:: Materials provided ::

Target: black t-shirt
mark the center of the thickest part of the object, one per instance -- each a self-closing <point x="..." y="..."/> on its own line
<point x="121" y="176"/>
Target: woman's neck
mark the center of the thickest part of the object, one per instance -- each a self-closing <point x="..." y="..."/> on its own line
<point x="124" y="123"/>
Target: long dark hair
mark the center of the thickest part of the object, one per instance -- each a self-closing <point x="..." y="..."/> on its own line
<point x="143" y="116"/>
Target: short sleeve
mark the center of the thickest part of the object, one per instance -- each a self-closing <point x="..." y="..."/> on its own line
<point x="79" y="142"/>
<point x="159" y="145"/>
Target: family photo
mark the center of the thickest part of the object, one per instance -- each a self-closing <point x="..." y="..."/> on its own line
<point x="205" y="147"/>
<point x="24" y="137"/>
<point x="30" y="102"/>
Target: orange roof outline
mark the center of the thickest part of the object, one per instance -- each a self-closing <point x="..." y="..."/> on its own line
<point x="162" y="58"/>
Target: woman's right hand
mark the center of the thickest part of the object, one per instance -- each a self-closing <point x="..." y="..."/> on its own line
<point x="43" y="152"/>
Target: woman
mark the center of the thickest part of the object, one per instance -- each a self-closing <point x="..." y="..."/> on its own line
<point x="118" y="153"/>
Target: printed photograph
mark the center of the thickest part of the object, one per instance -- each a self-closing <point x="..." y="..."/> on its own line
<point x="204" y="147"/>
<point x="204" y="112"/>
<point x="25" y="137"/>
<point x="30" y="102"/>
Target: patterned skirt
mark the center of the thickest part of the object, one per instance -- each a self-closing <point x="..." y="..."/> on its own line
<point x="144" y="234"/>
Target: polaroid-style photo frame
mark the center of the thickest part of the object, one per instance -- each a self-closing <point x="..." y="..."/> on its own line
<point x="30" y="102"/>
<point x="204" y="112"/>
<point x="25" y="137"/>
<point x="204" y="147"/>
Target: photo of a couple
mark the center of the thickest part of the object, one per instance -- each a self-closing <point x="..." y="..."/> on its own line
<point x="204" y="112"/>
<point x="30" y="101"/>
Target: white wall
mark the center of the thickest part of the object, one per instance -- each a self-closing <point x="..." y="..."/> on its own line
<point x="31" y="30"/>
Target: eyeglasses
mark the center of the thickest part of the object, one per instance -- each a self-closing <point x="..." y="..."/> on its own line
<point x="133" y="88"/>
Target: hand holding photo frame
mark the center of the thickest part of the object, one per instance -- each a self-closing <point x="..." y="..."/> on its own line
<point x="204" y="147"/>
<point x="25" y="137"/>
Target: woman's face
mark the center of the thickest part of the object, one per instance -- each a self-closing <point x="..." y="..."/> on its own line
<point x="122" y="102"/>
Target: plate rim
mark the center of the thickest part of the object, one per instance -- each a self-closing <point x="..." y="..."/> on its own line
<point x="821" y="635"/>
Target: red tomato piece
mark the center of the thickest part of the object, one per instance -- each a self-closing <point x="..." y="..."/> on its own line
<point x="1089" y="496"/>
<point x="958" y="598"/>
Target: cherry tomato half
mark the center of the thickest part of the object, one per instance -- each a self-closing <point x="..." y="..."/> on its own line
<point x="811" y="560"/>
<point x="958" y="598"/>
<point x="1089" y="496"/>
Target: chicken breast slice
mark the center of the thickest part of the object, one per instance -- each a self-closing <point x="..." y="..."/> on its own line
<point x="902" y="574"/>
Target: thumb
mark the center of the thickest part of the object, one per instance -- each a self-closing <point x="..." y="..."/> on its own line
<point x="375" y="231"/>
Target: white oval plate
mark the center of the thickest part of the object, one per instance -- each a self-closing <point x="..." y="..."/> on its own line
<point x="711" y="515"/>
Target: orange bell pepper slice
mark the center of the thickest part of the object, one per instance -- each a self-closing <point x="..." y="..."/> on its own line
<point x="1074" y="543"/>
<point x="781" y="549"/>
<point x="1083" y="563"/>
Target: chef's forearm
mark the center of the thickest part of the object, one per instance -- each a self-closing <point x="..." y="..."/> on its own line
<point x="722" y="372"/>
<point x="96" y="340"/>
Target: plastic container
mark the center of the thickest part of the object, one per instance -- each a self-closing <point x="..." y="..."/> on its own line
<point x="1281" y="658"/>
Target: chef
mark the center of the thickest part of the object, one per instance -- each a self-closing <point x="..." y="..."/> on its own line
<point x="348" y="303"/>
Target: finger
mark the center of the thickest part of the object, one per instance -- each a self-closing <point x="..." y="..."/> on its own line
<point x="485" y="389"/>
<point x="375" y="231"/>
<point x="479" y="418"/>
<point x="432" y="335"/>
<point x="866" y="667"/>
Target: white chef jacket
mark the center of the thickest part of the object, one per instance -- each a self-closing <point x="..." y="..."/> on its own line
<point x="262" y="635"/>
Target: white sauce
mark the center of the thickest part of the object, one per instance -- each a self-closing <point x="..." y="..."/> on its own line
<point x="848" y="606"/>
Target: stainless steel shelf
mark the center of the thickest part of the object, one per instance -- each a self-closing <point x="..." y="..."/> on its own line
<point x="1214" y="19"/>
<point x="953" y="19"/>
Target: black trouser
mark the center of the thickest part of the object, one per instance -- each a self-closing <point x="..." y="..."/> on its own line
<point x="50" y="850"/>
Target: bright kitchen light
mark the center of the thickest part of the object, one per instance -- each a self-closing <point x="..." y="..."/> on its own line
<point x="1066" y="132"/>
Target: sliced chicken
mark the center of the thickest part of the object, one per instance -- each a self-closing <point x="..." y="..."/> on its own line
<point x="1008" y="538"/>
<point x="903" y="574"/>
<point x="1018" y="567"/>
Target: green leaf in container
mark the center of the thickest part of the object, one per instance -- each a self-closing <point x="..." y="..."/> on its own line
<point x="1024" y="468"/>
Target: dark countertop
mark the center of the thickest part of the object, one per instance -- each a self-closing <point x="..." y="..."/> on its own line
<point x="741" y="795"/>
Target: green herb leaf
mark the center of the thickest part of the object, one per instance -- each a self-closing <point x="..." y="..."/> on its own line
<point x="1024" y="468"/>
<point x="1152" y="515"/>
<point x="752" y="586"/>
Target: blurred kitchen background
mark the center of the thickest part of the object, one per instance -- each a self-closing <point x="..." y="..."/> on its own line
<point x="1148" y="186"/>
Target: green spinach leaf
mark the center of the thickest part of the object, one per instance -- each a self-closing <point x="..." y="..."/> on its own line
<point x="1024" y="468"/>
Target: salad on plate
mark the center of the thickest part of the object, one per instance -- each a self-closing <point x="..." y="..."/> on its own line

:: Task to complete ::
Please rewrite the items from the line that has "Target: salad on plate" through the last line of the items, substituting "widest" for "thickest" and leaving everything else unchanged.

:: Result of the exercise ::
Target: salad on plate
mark the center of the widest part of the object, one per instance -- each a self-closing <point x="..." y="..."/> on its own line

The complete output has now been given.